OBJECTIVE -
Render the entries below as a two-column CSV with the header columns "entry_text" and "answer", one row per entry. Put each entry's full text and its full answer in a single double-quoted field each, replacing every line break with a space.

THE RECORDS -
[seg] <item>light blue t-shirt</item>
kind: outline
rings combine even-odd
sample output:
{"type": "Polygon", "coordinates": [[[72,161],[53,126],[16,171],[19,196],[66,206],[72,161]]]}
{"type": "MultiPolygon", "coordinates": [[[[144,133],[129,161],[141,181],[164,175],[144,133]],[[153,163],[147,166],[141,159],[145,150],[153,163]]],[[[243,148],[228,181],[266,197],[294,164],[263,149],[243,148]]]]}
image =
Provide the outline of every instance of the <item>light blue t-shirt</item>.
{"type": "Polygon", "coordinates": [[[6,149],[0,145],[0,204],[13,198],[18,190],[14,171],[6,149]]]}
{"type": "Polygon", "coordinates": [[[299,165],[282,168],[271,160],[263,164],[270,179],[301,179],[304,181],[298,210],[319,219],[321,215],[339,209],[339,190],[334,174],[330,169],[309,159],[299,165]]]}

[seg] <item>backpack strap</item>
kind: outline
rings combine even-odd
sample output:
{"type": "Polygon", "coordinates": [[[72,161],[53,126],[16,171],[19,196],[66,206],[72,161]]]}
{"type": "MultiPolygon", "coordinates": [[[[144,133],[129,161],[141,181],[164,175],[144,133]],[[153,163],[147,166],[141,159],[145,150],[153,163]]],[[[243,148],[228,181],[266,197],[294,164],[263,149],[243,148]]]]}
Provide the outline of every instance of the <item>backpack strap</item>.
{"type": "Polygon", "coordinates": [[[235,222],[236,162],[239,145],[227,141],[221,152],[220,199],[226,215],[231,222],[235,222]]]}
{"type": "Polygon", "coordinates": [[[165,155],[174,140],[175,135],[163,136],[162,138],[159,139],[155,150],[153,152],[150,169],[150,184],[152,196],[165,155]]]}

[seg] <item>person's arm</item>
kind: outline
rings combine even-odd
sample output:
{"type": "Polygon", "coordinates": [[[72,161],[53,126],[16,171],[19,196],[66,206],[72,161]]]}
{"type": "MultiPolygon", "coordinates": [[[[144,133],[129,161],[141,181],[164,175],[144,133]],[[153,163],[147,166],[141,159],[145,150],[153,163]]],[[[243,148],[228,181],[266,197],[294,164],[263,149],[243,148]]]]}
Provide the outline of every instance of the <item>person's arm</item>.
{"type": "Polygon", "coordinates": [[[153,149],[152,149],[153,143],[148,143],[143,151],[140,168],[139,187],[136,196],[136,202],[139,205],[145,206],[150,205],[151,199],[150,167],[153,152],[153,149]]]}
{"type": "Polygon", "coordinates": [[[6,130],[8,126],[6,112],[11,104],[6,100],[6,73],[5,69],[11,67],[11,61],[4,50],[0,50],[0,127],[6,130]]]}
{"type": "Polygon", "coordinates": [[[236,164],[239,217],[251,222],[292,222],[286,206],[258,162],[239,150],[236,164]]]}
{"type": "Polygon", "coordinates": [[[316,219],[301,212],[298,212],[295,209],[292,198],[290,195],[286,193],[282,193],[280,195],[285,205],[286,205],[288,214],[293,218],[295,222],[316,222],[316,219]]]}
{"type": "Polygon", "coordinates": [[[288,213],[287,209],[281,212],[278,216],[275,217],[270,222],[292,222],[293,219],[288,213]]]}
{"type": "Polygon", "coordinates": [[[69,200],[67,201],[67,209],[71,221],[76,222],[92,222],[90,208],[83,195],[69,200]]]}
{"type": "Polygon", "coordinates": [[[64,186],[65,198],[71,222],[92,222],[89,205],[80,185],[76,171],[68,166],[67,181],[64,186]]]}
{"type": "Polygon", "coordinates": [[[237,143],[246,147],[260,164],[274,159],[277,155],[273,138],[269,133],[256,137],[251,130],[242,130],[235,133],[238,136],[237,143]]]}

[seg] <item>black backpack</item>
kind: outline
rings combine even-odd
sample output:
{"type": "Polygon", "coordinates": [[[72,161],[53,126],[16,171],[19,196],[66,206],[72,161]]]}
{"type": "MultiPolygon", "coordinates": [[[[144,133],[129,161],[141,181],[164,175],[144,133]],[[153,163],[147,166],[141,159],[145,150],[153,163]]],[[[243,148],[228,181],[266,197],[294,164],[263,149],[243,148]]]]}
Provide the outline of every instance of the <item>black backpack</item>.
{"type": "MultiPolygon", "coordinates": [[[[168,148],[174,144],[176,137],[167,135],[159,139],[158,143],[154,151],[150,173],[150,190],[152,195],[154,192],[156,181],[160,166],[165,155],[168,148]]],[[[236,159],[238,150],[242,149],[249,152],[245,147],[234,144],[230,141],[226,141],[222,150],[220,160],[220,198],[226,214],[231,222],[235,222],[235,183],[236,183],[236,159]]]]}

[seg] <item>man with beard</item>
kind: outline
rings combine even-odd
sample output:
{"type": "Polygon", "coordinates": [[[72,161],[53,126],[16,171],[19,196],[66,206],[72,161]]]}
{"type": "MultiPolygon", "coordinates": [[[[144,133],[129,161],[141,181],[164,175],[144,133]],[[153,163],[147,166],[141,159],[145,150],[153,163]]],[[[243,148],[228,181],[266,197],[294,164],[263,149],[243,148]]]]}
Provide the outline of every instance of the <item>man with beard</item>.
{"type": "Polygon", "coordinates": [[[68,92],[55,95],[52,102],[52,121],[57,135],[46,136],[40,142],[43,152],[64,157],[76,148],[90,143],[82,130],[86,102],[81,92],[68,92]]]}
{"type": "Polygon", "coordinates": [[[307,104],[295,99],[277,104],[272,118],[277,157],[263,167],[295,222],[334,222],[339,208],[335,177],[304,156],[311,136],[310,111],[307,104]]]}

RESPONSE -
entry_text,answer
"[seg] <item>light blue t-shirt</item> kind: outline rings combine even-odd sample output: {""type"": ""Polygon"", ""coordinates"": [[[72,161],[53,126],[16,171],[19,196],[66,206],[72,161]]]} {""type"": ""MultiPolygon"", ""coordinates"": [[[[144,133],[129,161],[141,181],[164,175],[144,133]],[[153,163],[147,166],[141,159],[145,150],[153,163]]],[[[243,148],[228,181],[266,197],[294,164],[263,149],[243,148]]]]} image = Provide the outline of every instance of the <item>light blue t-shirt</item>.","{""type"": ""Polygon"", ""coordinates"": [[[6,149],[0,145],[0,204],[13,198],[18,190],[14,171],[6,149]]]} {""type"": ""Polygon"", ""coordinates"": [[[299,165],[282,168],[271,160],[263,164],[270,179],[301,179],[304,181],[298,210],[319,219],[321,215],[339,209],[339,190],[334,174],[330,169],[309,159],[299,165]]]}"
"[seg] <item>backpack strap</item> kind: outline rings combine even-odd sample output: {""type"": ""Polygon"", ""coordinates"": [[[72,161],[53,126],[16,171],[19,196],[66,206],[72,161]]]} {""type"": ""MultiPolygon"", ""coordinates"": [[[[144,133],[129,161],[141,181],[164,175],[144,133]],[[153,163],[147,166],[141,159],[145,150],[153,163]]],[[[243,148],[228,181],[266,197],[294,164],[263,149],[243,148]]]]} Provide the outline of every instance of the <item>backpack strap</item>.","{""type"": ""Polygon"", ""coordinates"": [[[235,222],[236,162],[239,145],[227,141],[221,152],[220,199],[226,215],[231,222],[235,222]]]} {""type"": ""Polygon"", ""coordinates"": [[[165,155],[174,140],[175,135],[163,136],[162,138],[159,139],[155,150],[153,152],[150,169],[150,184],[152,196],[165,155]]]}"
"[seg] <item>person's arm</item> kind: outline rings combine even-odd sample output: {""type"": ""Polygon"", ""coordinates"": [[[72,161],[53,126],[16,171],[19,196],[66,206],[72,161]]]} {""type"": ""MultiPolygon"", ""coordinates"": [[[[144,133],[129,161],[141,181],[164,175],[144,133]],[[153,163],[147,166],[141,159],[145,150],[153,163]]],[[[243,148],[228,181],[266,197],[294,164],[263,149],[243,148]]]]} Provide the outline of every instance of the <item>person's arm</item>.","{""type"": ""Polygon"", ""coordinates"": [[[153,149],[152,149],[153,143],[148,143],[143,151],[140,168],[139,187],[136,196],[136,202],[139,205],[145,206],[150,205],[151,199],[150,167],[153,152],[153,149]]]} {""type"": ""Polygon"", ""coordinates"": [[[6,130],[8,126],[6,112],[11,104],[6,100],[6,73],[5,69],[11,67],[11,61],[4,50],[0,50],[0,127],[6,130]]]} {""type"": ""Polygon"", ""coordinates"": [[[236,164],[239,217],[251,222],[292,222],[286,206],[258,162],[239,150],[236,164]]]} {""type"": ""Polygon"", ""coordinates"": [[[316,219],[301,212],[298,212],[295,209],[292,198],[290,195],[286,193],[282,193],[280,195],[285,205],[286,205],[288,214],[293,218],[295,222],[316,222],[316,219]]]} {""type"": ""Polygon"", ""coordinates"": [[[288,213],[287,209],[281,212],[278,216],[275,217],[270,222],[292,222],[293,219],[288,213]]]} {""type"": ""Polygon"", ""coordinates"": [[[69,200],[67,201],[67,209],[71,221],[76,222],[92,222],[90,208],[83,195],[69,200]]]} {""type"": ""Polygon"", ""coordinates"": [[[64,186],[65,198],[71,222],[92,222],[89,205],[80,185],[76,171],[68,166],[67,181],[64,186]]]} {""type"": ""Polygon"", ""coordinates"": [[[237,143],[246,147],[260,164],[274,159],[277,155],[273,138],[269,133],[256,137],[251,130],[242,130],[235,133],[238,136],[237,143]]]}"
"[seg] <item>black backpack</item> kind: outline rings combine even-odd sample output: {""type"": ""Polygon"", ""coordinates"": [[[72,161],[53,126],[16,171],[19,196],[66,206],[72,161]]]} {""type"": ""MultiPolygon"", ""coordinates"": [[[[144,133],[129,161],[141,181],[164,175],[144,133]],[[153,163],[147,166],[141,159],[145,150],[153,163]]],[[[243,148],[228,181],[266,197],[294,164],[263,149],[243,148]]]]} Provide the outline of every instance of the <item>black backpack</item>.","{""type"": ""MultiPolygon"", ""coordinates"": [[[[168,148],[174,144],[176,137],[167,135],[159,139],[158,143],[154,151],[150,173],[150,190],[152,195],[154,192],[156,181],[160,166],[165,155],[168,148]]],[[[236,159],[238,150],[242,149],[249,152],[245,147],[234,144],[230,141],[226,141],[222,150],[220,160],[220,198],[226,214],[231,222],[235,222],[235,183],[236,183],[236,159]]]]}"
"[seg] <item>man with beard</item> kind: outline rings combine even-odd sample output: {""type"": ""Polygon"", ""coordinates"": [[[72,161],[53,126],[16,171],[19,196],[66,206],[72,161]]]} {""type"": ""MultiPolygon"", ""coordinates"": [[[[144,133],[129,161],[141,181],[164,175],[144,133]],[[153,163],[147,166],[141,159],[145,150],[153,163]]],[[[243,148],[228,181],[266,197],[294,164],[263,149],[243,148]]]]} Provide the outline of every instance of the <item>man with beard</item>.","{""type"": ""Polygon"", ""coordinates"": [[[68,92],[55,95],[52,102],[52,121],[57,135],[46,136],[40,142],[43,152],[64,157],[76,148],[90,143],[82,130],[86,102],[81,92],[68,92]]]} {""type"": ""Polygon"", ""coordinates"": [[[307,104],[295,99],[277,104],[272,118],[277,157],[263,167],[295,222],[334,222],[339,208],[335,177],[304,156],[311,136],[310,111],[307,104]]]}"